▶ [BRIEF]
The lines to extract start at the one containing "Habitat-count request: mark the white apartment" and end with the last line; give them exactly and nothing more.

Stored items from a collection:

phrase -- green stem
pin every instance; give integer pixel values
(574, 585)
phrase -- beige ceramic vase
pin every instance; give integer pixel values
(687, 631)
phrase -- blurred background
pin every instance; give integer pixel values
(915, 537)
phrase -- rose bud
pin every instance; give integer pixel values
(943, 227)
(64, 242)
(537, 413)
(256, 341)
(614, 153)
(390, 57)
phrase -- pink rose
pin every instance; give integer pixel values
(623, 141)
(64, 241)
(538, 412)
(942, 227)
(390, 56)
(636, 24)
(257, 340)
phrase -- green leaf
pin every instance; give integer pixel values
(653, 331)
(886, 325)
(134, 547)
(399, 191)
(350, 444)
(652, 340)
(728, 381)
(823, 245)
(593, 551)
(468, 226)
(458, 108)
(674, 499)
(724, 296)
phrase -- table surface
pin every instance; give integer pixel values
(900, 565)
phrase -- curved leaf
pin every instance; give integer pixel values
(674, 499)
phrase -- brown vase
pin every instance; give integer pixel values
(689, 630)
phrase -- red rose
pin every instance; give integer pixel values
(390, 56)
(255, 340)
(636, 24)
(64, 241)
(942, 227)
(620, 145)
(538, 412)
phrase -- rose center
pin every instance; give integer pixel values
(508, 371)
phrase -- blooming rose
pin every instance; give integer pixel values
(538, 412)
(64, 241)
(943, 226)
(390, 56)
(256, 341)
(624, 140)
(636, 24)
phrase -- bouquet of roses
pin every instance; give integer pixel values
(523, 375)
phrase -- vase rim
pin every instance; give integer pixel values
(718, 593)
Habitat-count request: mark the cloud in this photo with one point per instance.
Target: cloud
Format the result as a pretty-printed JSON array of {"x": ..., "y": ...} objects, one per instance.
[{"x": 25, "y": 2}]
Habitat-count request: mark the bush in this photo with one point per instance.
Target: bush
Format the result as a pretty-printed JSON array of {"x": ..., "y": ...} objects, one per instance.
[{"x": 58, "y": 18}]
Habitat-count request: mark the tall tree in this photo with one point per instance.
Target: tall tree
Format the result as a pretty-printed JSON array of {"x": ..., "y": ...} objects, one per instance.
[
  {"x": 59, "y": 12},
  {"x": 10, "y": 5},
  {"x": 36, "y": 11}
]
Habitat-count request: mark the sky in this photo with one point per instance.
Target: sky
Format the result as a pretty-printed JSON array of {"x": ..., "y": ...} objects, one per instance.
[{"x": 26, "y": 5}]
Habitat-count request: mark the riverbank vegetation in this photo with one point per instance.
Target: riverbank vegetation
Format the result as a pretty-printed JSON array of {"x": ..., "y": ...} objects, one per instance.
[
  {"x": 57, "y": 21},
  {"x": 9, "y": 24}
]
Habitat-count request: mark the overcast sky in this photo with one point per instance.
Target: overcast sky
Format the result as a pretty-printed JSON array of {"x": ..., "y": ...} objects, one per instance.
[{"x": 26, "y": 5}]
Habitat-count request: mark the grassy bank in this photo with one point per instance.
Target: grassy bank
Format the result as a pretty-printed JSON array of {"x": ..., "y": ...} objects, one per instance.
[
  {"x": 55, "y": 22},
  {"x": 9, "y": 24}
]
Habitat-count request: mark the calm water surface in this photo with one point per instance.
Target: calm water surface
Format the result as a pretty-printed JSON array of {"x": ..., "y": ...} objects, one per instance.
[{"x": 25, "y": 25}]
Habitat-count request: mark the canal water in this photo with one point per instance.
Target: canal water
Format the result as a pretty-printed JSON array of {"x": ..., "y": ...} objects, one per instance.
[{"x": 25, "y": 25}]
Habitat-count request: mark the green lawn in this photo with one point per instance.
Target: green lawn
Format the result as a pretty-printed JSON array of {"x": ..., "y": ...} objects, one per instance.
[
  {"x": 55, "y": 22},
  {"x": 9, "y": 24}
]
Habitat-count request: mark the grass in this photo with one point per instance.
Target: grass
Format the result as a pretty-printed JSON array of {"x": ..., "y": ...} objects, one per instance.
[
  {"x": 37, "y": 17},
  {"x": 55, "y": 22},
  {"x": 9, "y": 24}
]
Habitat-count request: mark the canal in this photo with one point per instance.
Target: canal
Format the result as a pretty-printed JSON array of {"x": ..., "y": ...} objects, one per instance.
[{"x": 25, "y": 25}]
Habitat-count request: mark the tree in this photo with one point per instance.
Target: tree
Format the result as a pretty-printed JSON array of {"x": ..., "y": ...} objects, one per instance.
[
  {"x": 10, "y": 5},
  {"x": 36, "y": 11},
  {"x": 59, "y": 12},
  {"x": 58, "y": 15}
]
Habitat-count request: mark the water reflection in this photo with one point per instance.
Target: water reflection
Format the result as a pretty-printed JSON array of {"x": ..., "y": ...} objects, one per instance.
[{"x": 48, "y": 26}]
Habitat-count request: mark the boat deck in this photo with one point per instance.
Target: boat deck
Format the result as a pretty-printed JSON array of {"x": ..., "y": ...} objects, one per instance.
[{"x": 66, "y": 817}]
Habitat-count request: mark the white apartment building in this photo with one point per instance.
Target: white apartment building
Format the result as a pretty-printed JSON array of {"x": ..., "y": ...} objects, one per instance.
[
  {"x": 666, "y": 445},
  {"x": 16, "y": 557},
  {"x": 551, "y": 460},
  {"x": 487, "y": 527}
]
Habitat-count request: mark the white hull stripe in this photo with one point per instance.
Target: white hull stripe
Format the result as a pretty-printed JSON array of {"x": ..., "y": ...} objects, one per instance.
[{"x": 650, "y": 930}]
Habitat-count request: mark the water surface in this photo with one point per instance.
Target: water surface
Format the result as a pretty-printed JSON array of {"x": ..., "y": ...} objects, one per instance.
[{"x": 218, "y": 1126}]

▶ [RESULT OF THE TASK]
Habitat-count request: mark the white apartment building in this photo with one point per instance.
Target: white apartment building
Format the result as a pretty-printed JSON array of {"x": ..., "y": ...} objects, one per instance.
[
  {"x": 666, "y": 445},
  {"x": 16, "y": 557},
  {"x": 551, "y": 460},
  {"x": 487, "y": 527}
]
Habitat-count request: mark the white hull stripe in this photo with one point per instance.
Target: white hull stripe
Format the result as a pretty-printed JSON array of {"x": ..., "y": ...} objects, one per instance.
[{"x": 650, "y": 930}]
Habitat-count request: mark the water surface in this photo with one point per instance.
Target: water surface
Format the result as a pretty-printed JSON array of {"x": ..., "y": ...} objects, one per instance.
[{"x": 218, "y": 1126}]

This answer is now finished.